• **INSTRUCTIONS TO FOLLOW**: Below are some records; repeat them all exactly, minus the pictures.

··········

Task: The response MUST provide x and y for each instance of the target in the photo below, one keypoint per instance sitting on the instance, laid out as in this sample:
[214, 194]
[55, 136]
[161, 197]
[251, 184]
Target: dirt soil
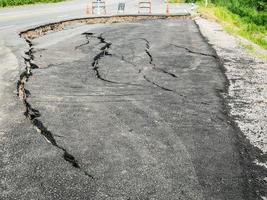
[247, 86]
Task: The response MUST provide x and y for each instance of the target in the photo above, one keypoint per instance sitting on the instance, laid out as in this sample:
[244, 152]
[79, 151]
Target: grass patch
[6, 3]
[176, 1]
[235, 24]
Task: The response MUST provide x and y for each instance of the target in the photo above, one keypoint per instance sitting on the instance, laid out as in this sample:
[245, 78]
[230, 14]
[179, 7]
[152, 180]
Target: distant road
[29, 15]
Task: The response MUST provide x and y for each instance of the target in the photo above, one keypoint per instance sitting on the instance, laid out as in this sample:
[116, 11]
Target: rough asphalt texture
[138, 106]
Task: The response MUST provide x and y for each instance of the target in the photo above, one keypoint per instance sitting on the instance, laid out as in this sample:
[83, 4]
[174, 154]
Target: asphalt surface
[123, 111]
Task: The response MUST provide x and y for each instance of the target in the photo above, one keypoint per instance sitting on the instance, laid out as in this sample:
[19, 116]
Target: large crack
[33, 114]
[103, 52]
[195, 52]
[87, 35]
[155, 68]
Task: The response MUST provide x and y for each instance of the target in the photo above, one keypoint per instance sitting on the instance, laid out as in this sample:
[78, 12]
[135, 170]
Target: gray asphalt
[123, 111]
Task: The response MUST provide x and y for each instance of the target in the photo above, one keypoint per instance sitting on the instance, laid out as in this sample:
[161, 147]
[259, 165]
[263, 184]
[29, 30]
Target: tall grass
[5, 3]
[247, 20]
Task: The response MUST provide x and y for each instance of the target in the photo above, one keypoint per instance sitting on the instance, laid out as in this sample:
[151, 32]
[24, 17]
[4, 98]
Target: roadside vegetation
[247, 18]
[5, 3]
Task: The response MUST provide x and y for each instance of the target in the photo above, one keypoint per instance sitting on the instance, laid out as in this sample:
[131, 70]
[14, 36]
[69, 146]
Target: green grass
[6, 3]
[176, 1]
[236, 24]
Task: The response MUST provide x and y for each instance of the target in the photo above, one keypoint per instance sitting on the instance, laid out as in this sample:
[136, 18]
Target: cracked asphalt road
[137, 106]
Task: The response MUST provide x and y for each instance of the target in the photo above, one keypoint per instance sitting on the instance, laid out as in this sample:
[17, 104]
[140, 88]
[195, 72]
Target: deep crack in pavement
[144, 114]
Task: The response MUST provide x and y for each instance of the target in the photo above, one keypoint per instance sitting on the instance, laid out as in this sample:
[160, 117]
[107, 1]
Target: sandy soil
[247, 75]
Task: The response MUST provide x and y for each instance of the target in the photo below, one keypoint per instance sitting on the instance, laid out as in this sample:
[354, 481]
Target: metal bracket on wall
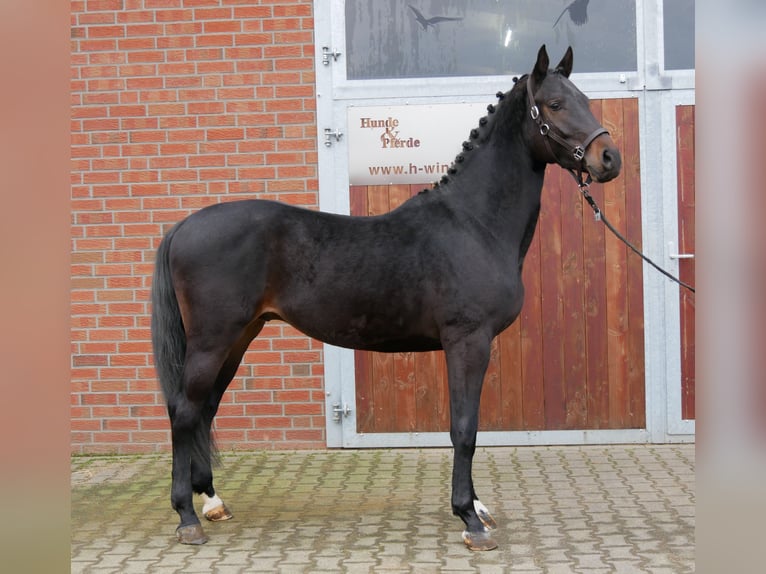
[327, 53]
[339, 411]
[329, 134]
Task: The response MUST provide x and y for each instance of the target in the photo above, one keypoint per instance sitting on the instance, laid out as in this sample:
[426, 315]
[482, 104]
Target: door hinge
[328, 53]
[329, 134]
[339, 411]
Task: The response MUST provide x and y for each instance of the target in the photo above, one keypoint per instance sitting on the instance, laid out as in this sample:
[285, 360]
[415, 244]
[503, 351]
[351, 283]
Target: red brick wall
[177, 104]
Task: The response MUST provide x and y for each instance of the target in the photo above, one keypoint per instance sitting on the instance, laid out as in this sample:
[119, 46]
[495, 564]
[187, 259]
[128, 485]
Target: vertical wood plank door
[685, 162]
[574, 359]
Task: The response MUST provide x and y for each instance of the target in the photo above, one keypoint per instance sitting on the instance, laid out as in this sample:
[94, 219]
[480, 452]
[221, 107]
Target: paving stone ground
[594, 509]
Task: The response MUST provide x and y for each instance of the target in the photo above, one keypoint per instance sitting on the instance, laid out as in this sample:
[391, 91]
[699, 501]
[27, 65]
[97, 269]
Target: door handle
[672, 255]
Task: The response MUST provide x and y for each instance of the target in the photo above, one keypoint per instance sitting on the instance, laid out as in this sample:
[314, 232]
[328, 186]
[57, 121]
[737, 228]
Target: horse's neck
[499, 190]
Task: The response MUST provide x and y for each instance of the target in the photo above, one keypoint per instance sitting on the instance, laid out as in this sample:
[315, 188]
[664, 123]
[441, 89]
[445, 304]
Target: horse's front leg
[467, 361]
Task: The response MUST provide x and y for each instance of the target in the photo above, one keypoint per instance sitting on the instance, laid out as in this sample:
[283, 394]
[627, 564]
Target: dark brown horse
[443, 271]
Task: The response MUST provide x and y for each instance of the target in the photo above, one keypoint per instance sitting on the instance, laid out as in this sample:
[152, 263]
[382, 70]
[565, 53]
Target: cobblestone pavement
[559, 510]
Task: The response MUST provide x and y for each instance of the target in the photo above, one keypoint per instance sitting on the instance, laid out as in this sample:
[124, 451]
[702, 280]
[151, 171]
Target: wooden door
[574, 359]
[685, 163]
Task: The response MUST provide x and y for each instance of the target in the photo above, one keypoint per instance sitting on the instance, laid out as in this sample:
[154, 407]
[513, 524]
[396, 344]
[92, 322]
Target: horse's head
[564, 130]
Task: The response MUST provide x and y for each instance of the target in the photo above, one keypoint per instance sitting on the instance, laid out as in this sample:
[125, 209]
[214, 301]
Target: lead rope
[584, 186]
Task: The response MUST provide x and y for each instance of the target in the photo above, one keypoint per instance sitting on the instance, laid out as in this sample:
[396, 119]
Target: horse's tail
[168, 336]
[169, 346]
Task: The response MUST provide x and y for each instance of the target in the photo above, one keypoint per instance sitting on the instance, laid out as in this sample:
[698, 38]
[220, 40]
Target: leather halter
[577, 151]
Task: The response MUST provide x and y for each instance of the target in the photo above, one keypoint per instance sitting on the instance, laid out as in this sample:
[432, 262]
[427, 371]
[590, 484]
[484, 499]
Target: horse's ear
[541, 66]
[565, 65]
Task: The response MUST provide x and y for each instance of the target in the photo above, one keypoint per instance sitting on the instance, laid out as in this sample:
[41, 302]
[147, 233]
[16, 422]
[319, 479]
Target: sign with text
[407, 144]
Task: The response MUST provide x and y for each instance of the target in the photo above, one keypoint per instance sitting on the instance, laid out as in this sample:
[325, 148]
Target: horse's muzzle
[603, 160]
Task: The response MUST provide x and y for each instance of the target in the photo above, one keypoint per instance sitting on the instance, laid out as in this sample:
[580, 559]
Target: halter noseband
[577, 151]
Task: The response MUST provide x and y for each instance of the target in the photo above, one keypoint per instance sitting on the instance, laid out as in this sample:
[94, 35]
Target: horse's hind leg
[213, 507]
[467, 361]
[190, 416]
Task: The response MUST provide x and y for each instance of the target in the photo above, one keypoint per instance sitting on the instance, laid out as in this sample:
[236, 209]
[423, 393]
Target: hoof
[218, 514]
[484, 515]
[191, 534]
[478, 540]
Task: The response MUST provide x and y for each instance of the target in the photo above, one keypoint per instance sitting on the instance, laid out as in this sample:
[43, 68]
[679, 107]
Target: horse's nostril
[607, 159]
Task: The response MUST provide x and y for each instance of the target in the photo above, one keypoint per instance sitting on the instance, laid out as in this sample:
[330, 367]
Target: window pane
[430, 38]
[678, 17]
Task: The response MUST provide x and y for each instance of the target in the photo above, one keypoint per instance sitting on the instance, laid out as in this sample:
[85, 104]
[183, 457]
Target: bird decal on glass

··········

• **CORRECT RESPONSE**:
Task: The response MUST provide x and y for each instance of the target in the photo below, one keypoint per instance sitting on the instance, laid out as in this sample:
[214, 194]
[55, 136]
[161, 197]
[251, 184]
Target: dirt soil
[247, 86]
Task: The response MUST provide x and y for each instance of the target in the photo above, one keypoint per instance sitting on the instance, laid out as in this sample:
[244, 152]
[79, 151]
Target: grass patch
[6, 3]
[176, 1]
[235, 24]
Task: The response MUST provide x and y for each instance of the target in the photo above, one keypoint per instance sitting on the instance, laid out as in this sample:
[245, 78]
[230, 14]
[179, 7]
[152, 180]
Target: distant road
[29, 15]
Task: The response MUST provide x and y for each instance of the target in the photo above, one keypoint per instance sitting on the instance, laid out as in this sample:
[116, 11]
Target: rough asphalt texture
[138, 106]
Task: The response MUST provide x and y for each instance of the target in the photo above, one keypoint per instance sitting on the instance, laid out as in this sample:
[83, 4]
[174, 154]
Target: asphalt surface
[123, 111]
Task: The response MUST provide x and y for each instance of the target in the photo above, one keypoint per instance sitting on the instance, laid out as in this sample:
[19, 116]
Target: large crack
[33, 114]
[103, 52]
[195, 52]
[87, 35]
[155, 68]
Task: The response MUST provide x and y for each instance of the target in the photo above, one keypoint per instance sitting on the instance, laid out as in this sample:
[78, 12]
[135, 170]
Target: gray asphalt
[123, 111]
Task: The response MUST provide x and y for each instance of the target in the photo above, one keypoint per instance sitting on the instance, laid out as in this sample:
[161, 147]
[259, 165]
[263, 184]
[29, 30]
Target: tall grass
[5, 3]
[247, 20]
Task: The response MUST provide x and y for each instance of the target in the photo above, one keypoint per instance sitting on the instance, laid out as in this sample:
[151, 32]
[24, 17]
[4, 98]
Target: roadside vegetation
[247, 18]
[5, 3]
Task: The response MUST provide x and y for each instance of the target in the photo above, one keypoint per instance sitting on the instance, laid out as in this sample:
[131, 70]
[14, 36]
[69, 146]
Target: green grass
[6, 3]
[176, 1]
[236, 24]
Task: The response MUST provide x and y for each instance of the target in the photo above, one keypoint per instance sitting on the instance, laid out as in this sample:
[136, 18]
Target: cracked asphalt road
[137, 106]
Task: The response MUST provide x and y for each instance of the target in the photo above, one keypoint per instance sitting on the instance, laid out as in this sample:
[17, 104]
[140, 88]
[195, 72]
Target: deep crack in pavement
[144, 114]
Task: The response MUST provide x and y for each instance of the target in the photo above, one keypoint per instance sitting on the instance, laid out as in this sample:
[160, 117]
[107, 1]
Target: sandy soil
[247, 75]
Task: The response MUST provide x and y for each instance of the target in the photo below, one keypoint per instance sitting on the instance, laid out as in this sample:
[354, 481]
Target: metal bracket on wall
[327, 53]
[339, 411]
[329, 134]
Task: The response MUST provide x and y for each instance of the target in the photo above, one keypoint per instance sitting on the instance, laid out as in this sample:
[426, 315]
[482, 104]
Target: door hinge
[328, 53]
[329, 134]
[339, 411]
Task: The response MUST provide x and y for each instance of the target in the photo above, one keypoint per instance sitting on the instance, laid out as in this sample:
[285, 360]
[415, 244]
[503, 351]
[351, 283]
Target: red brick wall
[177, 104]
Task: The response MUST provide x and y for each instance of the target in the photo above, one keypoint per instance sitting on the instance, laid out as in this sample:
[119, 46]
[495, 564]
[187, 259]
[128, 485]
Target: vertical wood plank door
[685, 162]
[574, 359]
Task: The response MUST provide x and y for each instance of the target in the photo above, one keypoint per instance sitting on the instance, laid out as in this sample:
[94, 219]
[480, 452]
[221, 107]
Target: paving stone ground
[594, 509]
Task: The response MUST provide x and y for each instance of the target in the photo above, one keypoint per instance sitting on the instance, laid out as in this sample:
[391, 91]
[699, 501]
[27, 65]
[97, 269]
Target: door handle
[672, 255]
Task: The response MUST provide x and y for each instance of the target in the photo above, one keypoint per instance sitting on the instance, laid out as in this sample:
[314, 232]
[328, 186]
[57, 121]
[737, 228]
Target: horse's neck
[499, 190]
Task: The response MUST provide x and y for each instance of the target in the photo above, one keypoint per instance sitting on the instance, laid out as in this sample:
[315, 188]
[664, 123]
[441, 89]
[445, 304]
Target: horse's front leg
[467, 361]
Task: The response MUST provide x and y for each instance of the target in the photo above, one keypoint per instance sitting on the instance, laid out as in this sample:
[283, 394]
[627, 564]
Target: dark brown horse
[443, 271]
Task: The response MUST provide x and y for each instance of the target in the photo above, one keypoint per instance sitting on the instance, laid out as in this sample:
[152, 263]
[382, 70]
[565, 53]
Target: cobblestone pavement
[559, 510]
Task: The response MUST provide x and y for each instance of the target in the photo above, one keypoint per instance sitting on the instance, laid out as in this sample:
[124, 451]
[702, 280]
[151, 171]
Target: wooden door
[574, 359]
[685, 163]
Task: The response MUST provide x and y for each instance of the target in the photo above, one keypoint per instance sitting on the instance, laid out as in this sample:
[154, 407]
[513, 524]
[396, 344]
[92, 322]
Target: horse's head
[564, 130]
Task: The response MUST provide x and y for each instance of the target in the photo above, one keypoint per instance sitting on the instance, laid out as in this sample:
[125, 209]
[214, 301]
Target: lead rope
[584, 186]
Task: The response MUST provide x and y for each instance of the target in the photo above, one keypoint per instance sitting on the instance, laid out as in this sample:
[396, 119]
Target: horse's tail
[168, 336]
[169, 346]
Task: The response MUST provide x and y for each instance of the target in the photo above, one keypoint per instance sitting on the instance, laid out as in this sample:
[698, 38]
[220, 40]
Target: leather halter
[577, 151]
Task: The response MUST provide x and y for each instance of the target in the photo above, one keypoint per instance sitting on the instance, laid out as in this sample:
[432, 262]
[427, 371]
[590, 484]
[484, 499]
Target: horse's ear
[541, 66]
[565, 65]
Task: The response MUST provide x and y for each instance of the target in the photo above, one keypoint per instance sitting on the instance, laid out as in this sample:
[41, 302]
[147, 233]
[16, 422]
[319, 479]
Target: sign with text
[407, 144]
Task: The response MUST provide x and y for each instance of the target in the photo above, one keypoint per instance sitting on the instance, laid out as in this sample:
[325, 148]
Target: horse's muzzle
[603, 160]
Task: The response MUST provide x and y for each instance of the target in the photo above, one keypoint per instance sitting on the instance, laid out as in this sample:
[580, 559]
Target: halter noseband
[577, 151]
Task: The response MUST provide x and y for each instance of the target in the photo above, one keypoint per instance sitting on the instance, laid out as in this sample:
[94, 35]
Target: horse's hind leg
[213, 507]
[467, 361]
[190, 416]
Task: The response MUST provide x and y for each instance of the target in the photo above, one keypoint per instance sitting on the instance, laid out as in this sample:
[236, 209]
[423, 393]
Target: hoof
[218, 514]
[484, 515]
[191, 534]
[478, 540]
Task: The response MUST provide x and y for each instance of the target in the photo above, one keypoint per instance sitting on the instance, laid out as in this sample:
[43, 68]
[679, 107]
Target: horse's nostril
[607, 159]
Task: The response MUST provide x and y for each instance of the target in the photo above, one keypoint per instance sitting on the instance, laid out as in this sample:
[330, 367]
Target: window pane
[430, 38]
[678, 17]
Task: The response MUST provide x and y for each instance of the target in the photo above, one keypoint per instance sitting on the instance, laid out as in this sample:
[85, 104]
[183, 457]
Target: bird decal on glass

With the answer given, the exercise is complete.